- **EXPLORE THE MATERIAL**
[1] Duplicate the birth-story passage from "Content warning: birth, change" up to and including "at the end)".
[2] According to the birth story, what ingredients were in the midwife's brew?

- **SUPPLIED TEXT**
--------------------------------

Content warning: birth, change in birth plan, failed induction, caesarean section, surgery, previous miscarriage, placenta (including picture of my placenta at the end)

 

I’d planned for a totally natural water-birth at home with my team of midwives, a doula, and my partner with our gentle shepherd dog looking onward. I had read about orgasmic births on Ina May’s farm and which essential oils were best for birth and the benefits of salt lamps and yoga balls. I arranged my birth pool rental and for my placenta to be encapsulated and wrote things like seeding and delayed cord clamping into my birth plan, which I printed out and secured in the binder the midwives gave me to keep at home with my charts and information for after the baby was born along with instructions on how to contact the woman who was to encapsulate my placenta and a phone tree with the phone numbers of family and close friends and who was responsible for each call. In the weeks leading up to my due date, I ate spicy food, had lots of sex, walked my dog for hours up and down steep hills, walked the stairs in my building repeatedly (note: these aren’t easy things to do with a 70+ pound weight gain…), took evening primrose oil, drank a ton of raspberry leaf tea, made art, and wrote affirmations about trusting my body and welcoming my baby.

Then, my due date came and went. I wasn’t too stressed initially, two of my close friends who had given birth within the past year had both gone 10 days over their due dates and I knew that, statistically, something like 60% of first time birthing people went over their estimated due dates. But once I was officially 41 weeks, with my induction scheduled, I started to feel stressed out. I knew I didn’t want an induction and I resented the fact that my baby was already being forced to adhere to some schedule without a medically relevant reason. Sure, there is an increase in some risk factors (including stillbirth) associated with going past 41 or 42 weeks, but my ultrasound and nonstress test showed a happy, healthy baby who we expected to be a bit on the larger side. As the threat of medical induction loomed, I drank two doses of midwife’s brew, a concoction containing apricot juice, castor oil, almond butter, and a strong infusion of lemon verbena. Although I had multiple friends tell me to prepare to go into labour shortly after taking the drink, as they had, it did absolutely nothing to help bring on my labour.

--------------------------------

- **PROVIDED DATA**
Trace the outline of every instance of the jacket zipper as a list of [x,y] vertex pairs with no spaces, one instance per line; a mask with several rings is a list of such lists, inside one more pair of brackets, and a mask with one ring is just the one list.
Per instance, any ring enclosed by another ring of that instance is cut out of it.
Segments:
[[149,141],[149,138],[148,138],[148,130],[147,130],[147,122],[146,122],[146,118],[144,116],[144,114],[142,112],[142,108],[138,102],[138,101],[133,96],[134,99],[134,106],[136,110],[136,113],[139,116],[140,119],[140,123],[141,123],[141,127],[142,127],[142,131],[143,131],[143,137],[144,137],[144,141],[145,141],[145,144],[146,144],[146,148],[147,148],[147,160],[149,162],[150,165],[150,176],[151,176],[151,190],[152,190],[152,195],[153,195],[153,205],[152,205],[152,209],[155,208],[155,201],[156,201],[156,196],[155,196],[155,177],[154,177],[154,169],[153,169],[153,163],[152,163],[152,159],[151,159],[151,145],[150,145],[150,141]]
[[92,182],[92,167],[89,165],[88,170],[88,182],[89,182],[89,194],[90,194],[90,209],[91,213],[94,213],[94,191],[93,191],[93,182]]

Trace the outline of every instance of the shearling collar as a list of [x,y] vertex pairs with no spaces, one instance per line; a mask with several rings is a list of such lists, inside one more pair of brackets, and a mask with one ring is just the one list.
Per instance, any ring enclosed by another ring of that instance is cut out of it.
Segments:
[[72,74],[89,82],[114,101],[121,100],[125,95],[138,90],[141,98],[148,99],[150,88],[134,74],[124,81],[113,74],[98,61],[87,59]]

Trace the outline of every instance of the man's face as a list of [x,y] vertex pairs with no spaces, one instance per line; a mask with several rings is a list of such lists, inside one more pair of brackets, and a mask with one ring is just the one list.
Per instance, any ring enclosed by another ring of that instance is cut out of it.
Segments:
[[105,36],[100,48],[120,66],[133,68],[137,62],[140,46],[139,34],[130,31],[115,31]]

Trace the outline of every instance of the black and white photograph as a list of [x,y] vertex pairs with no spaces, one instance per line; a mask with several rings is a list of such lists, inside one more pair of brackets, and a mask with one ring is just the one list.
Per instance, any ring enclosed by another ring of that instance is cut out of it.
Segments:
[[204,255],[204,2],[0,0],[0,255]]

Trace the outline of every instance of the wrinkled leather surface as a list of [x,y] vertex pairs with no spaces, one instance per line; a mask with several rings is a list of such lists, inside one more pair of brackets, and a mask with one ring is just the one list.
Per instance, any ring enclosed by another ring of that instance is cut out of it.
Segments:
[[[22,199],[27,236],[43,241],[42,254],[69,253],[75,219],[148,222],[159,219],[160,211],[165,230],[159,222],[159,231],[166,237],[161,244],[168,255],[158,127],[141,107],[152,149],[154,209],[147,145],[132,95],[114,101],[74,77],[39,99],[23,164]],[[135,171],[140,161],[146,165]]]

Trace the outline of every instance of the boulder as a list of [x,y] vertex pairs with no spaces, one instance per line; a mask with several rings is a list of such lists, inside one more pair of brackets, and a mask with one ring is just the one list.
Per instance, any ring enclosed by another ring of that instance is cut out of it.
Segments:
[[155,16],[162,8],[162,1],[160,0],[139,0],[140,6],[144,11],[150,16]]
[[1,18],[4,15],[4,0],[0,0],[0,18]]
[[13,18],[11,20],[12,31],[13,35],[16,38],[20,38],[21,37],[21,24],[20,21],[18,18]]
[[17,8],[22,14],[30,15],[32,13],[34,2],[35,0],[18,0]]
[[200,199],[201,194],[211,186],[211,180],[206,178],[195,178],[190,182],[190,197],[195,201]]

--------------------------------

- **ANSWERS TO THE EXERCISE**
[1]
Content warning: birth, change in birth plan, failed induction, caesarean section, surgery, previous miscarriage, placenta (including picture of my placenta at the end)

[2] Apricot juice, castor oil, almond butter, and a strong infusion of lemon verbena.